(Exercise prompt):
Copy every line of the listing that contains the string "stem". Treat case as significant.

(Data supplied):

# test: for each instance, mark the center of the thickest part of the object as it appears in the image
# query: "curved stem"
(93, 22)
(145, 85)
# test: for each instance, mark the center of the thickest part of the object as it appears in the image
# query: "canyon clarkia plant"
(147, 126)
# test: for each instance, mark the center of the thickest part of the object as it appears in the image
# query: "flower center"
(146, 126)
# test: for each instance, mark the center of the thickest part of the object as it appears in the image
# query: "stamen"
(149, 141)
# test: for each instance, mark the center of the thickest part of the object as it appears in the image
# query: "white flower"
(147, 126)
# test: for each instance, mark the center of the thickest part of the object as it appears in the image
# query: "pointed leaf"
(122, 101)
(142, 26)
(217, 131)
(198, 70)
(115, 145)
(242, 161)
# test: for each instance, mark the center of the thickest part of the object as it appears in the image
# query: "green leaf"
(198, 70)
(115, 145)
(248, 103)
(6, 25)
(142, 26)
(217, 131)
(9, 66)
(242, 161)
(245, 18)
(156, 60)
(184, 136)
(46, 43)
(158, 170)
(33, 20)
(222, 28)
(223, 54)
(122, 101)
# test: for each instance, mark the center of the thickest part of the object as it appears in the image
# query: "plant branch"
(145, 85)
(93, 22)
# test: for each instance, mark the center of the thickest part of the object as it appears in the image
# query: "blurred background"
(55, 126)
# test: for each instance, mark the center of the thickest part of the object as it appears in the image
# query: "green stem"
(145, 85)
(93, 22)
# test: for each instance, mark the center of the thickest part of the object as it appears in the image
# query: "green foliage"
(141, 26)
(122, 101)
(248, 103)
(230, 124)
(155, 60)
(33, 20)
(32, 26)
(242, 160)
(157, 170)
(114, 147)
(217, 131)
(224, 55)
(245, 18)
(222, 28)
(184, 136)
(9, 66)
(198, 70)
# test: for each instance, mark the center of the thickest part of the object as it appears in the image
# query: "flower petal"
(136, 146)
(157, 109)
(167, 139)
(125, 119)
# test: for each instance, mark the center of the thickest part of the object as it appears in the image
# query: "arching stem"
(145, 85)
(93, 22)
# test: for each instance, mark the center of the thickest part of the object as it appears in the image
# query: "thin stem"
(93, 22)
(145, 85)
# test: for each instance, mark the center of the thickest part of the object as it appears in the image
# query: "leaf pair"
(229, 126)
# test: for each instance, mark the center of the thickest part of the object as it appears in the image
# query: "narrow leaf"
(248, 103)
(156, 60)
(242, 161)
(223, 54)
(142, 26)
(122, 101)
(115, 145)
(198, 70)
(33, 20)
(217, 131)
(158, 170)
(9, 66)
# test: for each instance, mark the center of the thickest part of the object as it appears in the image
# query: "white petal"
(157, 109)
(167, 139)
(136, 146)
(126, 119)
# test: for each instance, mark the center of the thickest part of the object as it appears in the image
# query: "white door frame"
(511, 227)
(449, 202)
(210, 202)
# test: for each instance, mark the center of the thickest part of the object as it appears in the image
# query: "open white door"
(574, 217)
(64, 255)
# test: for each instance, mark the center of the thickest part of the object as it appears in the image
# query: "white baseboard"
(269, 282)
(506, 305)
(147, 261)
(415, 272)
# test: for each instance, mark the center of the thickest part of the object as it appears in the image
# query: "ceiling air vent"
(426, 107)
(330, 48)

(Reply to the exercise):
# query: "curved stem"
# query: "green stem"
# query: "arching stem"
# query: "thin stem"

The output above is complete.